**To do**
In the listing below, look for "white" and copy every line that has it.

*** Begin section ***

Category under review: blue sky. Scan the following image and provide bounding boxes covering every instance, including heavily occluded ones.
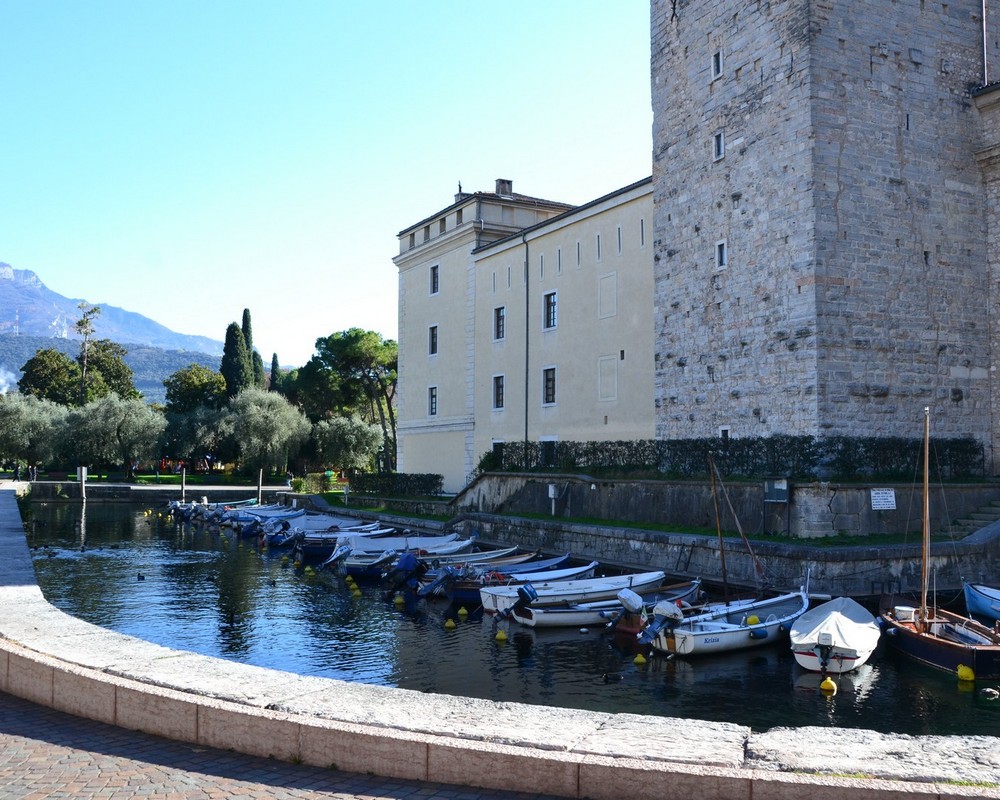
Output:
[1,2,653,367]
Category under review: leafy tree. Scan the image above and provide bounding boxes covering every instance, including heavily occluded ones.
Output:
[83,339,140,400]
[164,404,229,466]
[226,388,310,474]
[284,358,351,422]
[75,302,101,405]
[164,364,227,413]
[0,393,68,468]
[220,322,253,398]
[63,394,166,479]
[311,329,398,471]
[312,416,382,474]
[18,348,82,406]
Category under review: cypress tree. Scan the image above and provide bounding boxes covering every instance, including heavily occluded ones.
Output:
[269,353,281,392]
[220,322,253,397]
[242,308,266,387]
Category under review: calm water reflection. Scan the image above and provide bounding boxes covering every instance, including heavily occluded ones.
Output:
[20,500,1000,735]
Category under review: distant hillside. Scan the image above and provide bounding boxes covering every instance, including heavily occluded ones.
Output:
[0,334,220,405]
[0,264,224,355]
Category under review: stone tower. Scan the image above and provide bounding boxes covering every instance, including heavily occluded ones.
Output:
[651,0,1000,466]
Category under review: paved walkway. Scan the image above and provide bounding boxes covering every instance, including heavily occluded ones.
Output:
[0,689,558,800]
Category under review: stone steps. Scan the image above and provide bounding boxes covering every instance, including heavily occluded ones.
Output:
[947,501,1000,537]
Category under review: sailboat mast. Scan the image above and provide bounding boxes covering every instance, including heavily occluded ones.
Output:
[709,455,729,605]
[920,406,930,630]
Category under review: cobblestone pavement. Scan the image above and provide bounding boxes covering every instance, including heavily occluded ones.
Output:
[0,691,563,800]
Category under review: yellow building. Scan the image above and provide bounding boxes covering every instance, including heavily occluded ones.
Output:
[394,178,654,493]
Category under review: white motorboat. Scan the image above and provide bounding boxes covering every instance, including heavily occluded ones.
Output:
[790,596,881,674]
[480,570,667,615]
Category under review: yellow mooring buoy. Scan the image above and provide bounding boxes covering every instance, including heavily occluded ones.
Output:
[495,628,508,642]
[393,594,404,606]
[820,676,837,695]
[444,618,456,629]
[958,664,976,682]
[633,652,647,666]
[457,606,468,616]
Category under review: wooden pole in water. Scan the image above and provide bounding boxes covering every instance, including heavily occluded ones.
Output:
[181,467,186,503]
[257,468,263,505]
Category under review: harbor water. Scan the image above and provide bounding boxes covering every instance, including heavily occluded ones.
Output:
[19,500,1000,736]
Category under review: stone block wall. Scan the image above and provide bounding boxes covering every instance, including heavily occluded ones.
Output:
[651,0,998,465]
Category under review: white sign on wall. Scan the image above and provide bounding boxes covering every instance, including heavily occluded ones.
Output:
[870,488,897,510]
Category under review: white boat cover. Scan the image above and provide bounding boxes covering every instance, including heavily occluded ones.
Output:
[789,596,880,657]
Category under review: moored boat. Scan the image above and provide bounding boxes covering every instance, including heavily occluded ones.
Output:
[963,579,1000,624]
[644,587,809,657]
[790,596,881,674]
[880,409,1000,681]
[480,569,667,615]
[510,579,703,629]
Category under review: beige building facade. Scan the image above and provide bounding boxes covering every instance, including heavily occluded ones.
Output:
[394,179,654,493]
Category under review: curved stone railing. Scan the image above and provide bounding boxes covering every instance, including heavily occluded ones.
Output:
[0,486,995,799]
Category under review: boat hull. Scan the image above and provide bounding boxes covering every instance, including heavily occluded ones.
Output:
[653,591,809,657]
[880,606,1000,681]
[964,581,1000,623]
[480,570,666,614]
[789,596,881,674]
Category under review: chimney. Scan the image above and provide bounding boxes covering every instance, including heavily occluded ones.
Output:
[495,178,513,196]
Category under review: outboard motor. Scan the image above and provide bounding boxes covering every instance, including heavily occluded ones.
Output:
[384,551,428,594]
[636,599,685,645]
[500,582,539,618]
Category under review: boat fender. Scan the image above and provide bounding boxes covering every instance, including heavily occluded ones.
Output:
[749,628,769,640]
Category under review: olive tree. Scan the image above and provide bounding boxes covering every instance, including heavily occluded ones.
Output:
[312,416,382,474]
[0,393,68,469]
[64,395,166,479]
[227,388,310,475]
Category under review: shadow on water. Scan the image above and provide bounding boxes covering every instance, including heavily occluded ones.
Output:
[19,501,1000,735]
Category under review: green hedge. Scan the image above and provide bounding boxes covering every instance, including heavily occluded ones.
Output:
[475,434,986,482]
[349,472,443,497]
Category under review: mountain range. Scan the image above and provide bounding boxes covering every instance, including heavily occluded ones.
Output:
[0,264,223,354]
[0,264,225,404]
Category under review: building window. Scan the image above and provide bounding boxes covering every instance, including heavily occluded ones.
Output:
[640,218,645,247]
[428,386,438,416]
[408,232,415,249]
[423,225,430,242]
[576,241,581,266]
[428,325,438,355]
[616,226,622,254]
[596,233,602,261]
[543,291,557,329]
[711,48,724,80]
[430,264,439,294]
[542,367,556,405]
[713,131,725,160]
[557,247,562,273]
[493,375,505,409]
[439,218,446,234]
[494,306,506,340]
[456,208,463,225]
[715,240,728,270]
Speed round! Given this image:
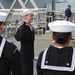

*** End section ***

**Expected answer**
Category under review: white motorboat. Scan the image above and provide bounding boxes covering every instance, including heavily occluded ones.
Category under review: white sign on wall. Scan the image above and provide bounding boxes covering every instance, including heavily occluded ones.
Category under review: white boat cover. Scan the image above and provide bounding boxes covering every instance, including heavily occluded ones.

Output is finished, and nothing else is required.